[Work order]
Extract, verbatim, all lines starting at the one containing "Expected output, for every instance of the orange jersey, the" and ending with the final line of the listing, and no others.

[Records for the exercise]
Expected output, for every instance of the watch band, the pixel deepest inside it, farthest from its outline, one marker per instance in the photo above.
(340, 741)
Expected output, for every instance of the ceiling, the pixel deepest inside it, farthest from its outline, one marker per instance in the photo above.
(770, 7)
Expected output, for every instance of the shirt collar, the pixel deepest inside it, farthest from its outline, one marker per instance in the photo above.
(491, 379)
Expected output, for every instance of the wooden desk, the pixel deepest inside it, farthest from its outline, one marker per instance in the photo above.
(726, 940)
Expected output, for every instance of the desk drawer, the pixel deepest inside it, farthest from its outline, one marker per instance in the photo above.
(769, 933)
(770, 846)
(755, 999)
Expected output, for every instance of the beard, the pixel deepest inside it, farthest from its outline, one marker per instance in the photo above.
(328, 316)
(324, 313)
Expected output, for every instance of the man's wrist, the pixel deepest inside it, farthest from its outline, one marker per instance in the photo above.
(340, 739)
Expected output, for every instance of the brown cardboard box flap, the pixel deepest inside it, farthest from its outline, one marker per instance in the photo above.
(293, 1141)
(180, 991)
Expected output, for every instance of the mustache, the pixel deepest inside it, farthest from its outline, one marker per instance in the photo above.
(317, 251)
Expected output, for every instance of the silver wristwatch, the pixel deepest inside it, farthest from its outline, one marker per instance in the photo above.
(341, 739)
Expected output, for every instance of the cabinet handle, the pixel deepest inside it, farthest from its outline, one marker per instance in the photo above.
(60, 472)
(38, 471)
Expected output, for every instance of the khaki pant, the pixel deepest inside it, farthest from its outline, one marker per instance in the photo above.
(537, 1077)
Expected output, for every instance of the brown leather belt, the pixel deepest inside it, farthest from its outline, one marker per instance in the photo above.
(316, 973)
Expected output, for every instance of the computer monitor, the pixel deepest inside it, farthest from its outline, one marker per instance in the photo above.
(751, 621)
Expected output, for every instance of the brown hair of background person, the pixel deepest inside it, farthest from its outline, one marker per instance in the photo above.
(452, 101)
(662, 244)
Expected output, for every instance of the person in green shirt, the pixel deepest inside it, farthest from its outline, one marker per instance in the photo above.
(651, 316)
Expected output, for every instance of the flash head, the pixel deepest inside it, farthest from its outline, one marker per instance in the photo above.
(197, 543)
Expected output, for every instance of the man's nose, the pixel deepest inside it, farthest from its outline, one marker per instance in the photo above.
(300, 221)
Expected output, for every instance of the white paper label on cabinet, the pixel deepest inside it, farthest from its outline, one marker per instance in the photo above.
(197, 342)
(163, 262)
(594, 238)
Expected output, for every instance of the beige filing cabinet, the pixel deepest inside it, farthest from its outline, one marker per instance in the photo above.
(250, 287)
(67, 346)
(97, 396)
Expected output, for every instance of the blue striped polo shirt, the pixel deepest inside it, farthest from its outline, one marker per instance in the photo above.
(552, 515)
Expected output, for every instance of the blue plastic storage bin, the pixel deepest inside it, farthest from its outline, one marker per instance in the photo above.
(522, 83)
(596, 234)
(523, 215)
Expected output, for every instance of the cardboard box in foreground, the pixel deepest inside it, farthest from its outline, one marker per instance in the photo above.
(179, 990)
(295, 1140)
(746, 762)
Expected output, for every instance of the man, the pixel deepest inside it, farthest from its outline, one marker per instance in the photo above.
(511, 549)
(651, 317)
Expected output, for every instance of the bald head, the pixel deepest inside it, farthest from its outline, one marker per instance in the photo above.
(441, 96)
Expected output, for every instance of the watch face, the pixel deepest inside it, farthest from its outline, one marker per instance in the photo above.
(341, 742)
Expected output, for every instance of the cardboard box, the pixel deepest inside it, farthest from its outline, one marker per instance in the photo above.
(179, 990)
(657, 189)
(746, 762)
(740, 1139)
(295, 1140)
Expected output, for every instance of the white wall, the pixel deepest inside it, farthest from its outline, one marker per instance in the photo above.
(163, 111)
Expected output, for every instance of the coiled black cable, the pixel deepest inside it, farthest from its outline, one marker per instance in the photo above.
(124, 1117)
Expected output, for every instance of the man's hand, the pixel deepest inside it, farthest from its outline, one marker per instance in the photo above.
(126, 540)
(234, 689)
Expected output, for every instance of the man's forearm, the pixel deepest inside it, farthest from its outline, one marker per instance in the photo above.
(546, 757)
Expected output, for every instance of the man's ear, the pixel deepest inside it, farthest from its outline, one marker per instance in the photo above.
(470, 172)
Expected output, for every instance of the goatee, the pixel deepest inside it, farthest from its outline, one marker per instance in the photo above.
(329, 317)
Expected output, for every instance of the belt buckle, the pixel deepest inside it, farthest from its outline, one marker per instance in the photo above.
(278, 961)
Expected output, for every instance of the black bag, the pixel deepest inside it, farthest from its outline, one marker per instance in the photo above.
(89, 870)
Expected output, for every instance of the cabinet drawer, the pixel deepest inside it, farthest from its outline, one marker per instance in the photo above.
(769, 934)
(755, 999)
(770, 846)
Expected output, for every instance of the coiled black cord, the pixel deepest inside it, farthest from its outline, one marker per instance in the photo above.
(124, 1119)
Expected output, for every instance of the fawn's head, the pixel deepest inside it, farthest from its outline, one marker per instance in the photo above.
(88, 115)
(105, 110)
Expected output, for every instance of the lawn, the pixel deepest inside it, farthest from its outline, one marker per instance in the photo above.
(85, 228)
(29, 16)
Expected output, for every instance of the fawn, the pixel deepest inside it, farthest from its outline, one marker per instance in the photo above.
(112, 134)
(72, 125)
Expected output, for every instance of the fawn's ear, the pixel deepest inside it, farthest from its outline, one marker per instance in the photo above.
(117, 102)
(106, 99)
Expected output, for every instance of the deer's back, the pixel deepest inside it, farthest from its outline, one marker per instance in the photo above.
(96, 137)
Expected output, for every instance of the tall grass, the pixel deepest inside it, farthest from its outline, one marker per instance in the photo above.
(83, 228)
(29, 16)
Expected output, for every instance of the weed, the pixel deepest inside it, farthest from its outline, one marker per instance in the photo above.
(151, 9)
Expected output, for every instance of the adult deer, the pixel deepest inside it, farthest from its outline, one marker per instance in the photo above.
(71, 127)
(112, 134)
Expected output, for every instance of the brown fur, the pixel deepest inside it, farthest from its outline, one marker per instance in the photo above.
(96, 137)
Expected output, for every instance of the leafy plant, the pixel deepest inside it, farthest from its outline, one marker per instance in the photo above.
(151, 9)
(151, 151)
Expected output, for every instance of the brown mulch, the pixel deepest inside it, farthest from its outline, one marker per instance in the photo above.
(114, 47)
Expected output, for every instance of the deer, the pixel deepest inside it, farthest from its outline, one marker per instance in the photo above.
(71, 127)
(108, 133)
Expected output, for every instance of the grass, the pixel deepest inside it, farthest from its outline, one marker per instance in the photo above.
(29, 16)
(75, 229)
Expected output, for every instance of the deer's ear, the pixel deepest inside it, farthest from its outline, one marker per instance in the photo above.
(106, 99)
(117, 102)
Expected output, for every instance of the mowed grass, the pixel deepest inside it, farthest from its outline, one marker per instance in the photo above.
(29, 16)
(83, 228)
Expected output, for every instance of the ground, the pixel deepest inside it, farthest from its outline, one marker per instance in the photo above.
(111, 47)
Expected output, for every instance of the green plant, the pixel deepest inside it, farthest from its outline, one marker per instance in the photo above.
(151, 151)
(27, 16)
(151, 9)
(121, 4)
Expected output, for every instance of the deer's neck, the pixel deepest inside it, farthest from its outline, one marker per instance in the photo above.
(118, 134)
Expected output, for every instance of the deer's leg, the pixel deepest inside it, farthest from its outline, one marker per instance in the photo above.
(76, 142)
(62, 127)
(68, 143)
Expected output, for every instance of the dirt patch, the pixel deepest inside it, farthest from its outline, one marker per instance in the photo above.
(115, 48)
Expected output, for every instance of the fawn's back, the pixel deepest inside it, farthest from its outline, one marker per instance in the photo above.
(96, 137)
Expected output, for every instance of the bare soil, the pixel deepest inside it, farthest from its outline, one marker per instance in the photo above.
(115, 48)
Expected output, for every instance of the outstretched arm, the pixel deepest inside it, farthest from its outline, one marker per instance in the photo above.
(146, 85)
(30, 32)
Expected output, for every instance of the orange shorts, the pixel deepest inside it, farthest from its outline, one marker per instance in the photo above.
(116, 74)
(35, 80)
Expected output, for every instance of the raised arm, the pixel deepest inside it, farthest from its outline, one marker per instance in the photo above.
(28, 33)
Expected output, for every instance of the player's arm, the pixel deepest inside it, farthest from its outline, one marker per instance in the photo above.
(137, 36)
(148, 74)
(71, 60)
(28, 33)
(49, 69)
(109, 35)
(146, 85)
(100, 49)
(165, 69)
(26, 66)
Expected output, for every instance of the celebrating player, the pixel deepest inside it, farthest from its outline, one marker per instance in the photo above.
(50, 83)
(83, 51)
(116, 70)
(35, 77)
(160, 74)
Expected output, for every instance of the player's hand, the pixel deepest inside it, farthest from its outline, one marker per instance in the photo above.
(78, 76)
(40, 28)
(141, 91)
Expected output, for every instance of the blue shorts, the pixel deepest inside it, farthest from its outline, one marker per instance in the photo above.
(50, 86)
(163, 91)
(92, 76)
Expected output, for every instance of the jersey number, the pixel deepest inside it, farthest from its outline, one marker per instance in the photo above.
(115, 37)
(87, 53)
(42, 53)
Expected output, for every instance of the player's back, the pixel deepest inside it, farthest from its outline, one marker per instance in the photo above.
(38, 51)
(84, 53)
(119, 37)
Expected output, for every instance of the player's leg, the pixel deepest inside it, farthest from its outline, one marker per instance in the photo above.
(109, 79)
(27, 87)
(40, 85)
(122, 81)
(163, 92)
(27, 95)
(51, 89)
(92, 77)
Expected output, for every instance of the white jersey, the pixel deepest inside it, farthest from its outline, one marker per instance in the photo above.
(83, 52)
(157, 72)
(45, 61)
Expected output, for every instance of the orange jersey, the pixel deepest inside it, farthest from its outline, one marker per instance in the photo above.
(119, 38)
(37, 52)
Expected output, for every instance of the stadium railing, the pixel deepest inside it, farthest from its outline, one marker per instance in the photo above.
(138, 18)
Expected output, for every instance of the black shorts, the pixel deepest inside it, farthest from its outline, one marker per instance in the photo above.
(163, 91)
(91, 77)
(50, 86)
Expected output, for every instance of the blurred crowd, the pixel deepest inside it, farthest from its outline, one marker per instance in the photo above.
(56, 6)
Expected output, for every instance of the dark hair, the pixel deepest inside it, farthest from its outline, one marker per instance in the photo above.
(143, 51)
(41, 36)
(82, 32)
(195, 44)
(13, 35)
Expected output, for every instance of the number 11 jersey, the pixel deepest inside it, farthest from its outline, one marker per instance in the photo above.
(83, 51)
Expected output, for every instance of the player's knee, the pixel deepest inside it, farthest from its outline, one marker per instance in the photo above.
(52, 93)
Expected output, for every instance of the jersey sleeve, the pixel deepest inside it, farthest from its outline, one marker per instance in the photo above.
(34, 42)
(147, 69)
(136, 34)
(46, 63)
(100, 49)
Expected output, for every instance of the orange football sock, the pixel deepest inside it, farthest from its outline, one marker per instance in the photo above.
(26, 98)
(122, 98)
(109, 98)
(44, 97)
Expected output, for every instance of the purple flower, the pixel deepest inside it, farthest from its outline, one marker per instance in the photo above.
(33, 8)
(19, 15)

[Answer to this problem]
Expected output, for every instance of the orange jersey, the pixel deepest inside it, farthest from its outline, one marker per instance in the photo above.
(119, 38)
(37, 52)
Expected output, for every instance of the stadium railing, the pixel deepest inside it, farthest from its outline, one marker per instance in the photo above.
(138, 18)
Expected output, for every instance of the black shorts, the pixel deepest inside it, farthest from its outline, one marker per instance in the photo above.
(163, 91)
(91, 77)
(50, 86)
Expected output, for every instance of the blurred crowd, the pixel deepest inside it, farthest from its outline, one marker per instance in the photo above.
(56, 6)
Expected output, for every instance of the dark hair, the pixel deepest inside it, farthest from its outline, one marker per instance in the photo above.
(143, 51)
(41, 36)
(82, 32)
(195, 44)
(13, 35)
Expected output, for every instance of the number 11 jersey, the pixel deepest inside it, farthest from its outline, one marker per instance in the photo above.
(83, 51)
Expected output, for every instance of the player's knee, the pixel deepest inside it, farthest from its outline, one marker per instance in the photo above.
(52, 93)
Expected output, for every instance of the jersey sleeve, the pixel deepest inside it, farthest from its outline, one marker per instance in the photo above.
(34, 42)
(147, 69)
(136, 34)
(46, 63)
(100, 49)
Expected output, for every instance of the orange football sock, the pixel deepest inside it, farthest from its outline, one marker per instance in the photo above.
(26, 98)
(122, 98)
(109, 98)
(44, 97)
Expected output, for every instance of the purple flower, the pixel deepest inside it, farthest from its outline, one marker per instance in the photo above.
(33, 8)
(19, 15)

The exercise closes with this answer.